▶ **Records contained in a dataset**:

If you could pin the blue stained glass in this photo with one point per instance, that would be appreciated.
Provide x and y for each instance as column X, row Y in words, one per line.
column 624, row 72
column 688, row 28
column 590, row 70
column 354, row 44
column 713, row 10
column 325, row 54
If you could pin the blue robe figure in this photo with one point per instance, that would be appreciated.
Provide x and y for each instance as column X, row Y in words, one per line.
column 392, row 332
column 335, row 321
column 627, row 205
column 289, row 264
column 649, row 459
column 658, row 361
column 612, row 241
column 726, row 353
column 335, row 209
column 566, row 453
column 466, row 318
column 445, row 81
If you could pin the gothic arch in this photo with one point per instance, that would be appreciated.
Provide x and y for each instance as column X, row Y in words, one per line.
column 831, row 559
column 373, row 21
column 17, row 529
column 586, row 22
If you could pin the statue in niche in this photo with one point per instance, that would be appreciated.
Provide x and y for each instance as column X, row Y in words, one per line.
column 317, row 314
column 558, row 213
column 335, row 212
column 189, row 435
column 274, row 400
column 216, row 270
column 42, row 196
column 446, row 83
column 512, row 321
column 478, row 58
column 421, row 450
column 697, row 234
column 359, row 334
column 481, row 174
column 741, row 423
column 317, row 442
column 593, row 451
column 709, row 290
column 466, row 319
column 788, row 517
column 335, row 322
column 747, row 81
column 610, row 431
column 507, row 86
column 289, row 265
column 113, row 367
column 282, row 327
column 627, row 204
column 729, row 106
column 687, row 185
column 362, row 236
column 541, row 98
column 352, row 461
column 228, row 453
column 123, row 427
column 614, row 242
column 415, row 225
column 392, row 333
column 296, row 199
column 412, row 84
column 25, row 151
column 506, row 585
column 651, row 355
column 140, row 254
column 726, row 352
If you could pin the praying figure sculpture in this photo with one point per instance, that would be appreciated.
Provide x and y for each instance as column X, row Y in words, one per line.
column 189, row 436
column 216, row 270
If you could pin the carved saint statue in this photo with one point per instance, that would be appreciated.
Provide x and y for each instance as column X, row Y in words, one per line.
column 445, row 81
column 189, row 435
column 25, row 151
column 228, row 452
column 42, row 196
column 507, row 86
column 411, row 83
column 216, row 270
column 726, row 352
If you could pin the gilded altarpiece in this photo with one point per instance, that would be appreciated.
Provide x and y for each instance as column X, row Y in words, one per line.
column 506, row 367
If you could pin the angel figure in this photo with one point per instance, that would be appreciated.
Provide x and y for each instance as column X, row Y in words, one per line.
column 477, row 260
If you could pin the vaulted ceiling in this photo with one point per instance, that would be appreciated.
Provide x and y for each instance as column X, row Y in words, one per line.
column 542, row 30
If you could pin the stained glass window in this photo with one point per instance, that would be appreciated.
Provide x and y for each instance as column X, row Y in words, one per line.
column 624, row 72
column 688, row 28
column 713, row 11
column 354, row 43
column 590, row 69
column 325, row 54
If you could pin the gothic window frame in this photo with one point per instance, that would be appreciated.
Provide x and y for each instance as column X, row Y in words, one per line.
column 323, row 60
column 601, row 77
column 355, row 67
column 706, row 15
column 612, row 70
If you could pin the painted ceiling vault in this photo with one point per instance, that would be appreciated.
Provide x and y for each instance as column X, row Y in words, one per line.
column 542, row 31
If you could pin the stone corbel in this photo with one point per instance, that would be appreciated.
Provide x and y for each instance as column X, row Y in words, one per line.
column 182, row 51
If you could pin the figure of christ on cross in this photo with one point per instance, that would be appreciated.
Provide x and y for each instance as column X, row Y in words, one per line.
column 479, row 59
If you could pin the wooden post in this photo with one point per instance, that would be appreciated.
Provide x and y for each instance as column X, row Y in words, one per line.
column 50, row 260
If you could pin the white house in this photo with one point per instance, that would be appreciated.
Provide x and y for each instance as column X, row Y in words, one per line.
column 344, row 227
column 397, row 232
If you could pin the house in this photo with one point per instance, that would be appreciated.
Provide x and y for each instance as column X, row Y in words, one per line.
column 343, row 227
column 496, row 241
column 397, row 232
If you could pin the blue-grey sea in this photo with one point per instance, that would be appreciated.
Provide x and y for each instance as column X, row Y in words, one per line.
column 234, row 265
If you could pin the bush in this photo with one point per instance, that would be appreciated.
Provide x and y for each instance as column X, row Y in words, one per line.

▶ **WHAT YOU NEED TO DO**:
Return each line of the data above that includes the word "statue".

▶ **WRITTEN REPLY**:
If you could pin the statue in niche in this photo with one point per instance, that would be appreciated.
If you could pin the carved saint statue in this photo with one point per instance, that would be appreciated.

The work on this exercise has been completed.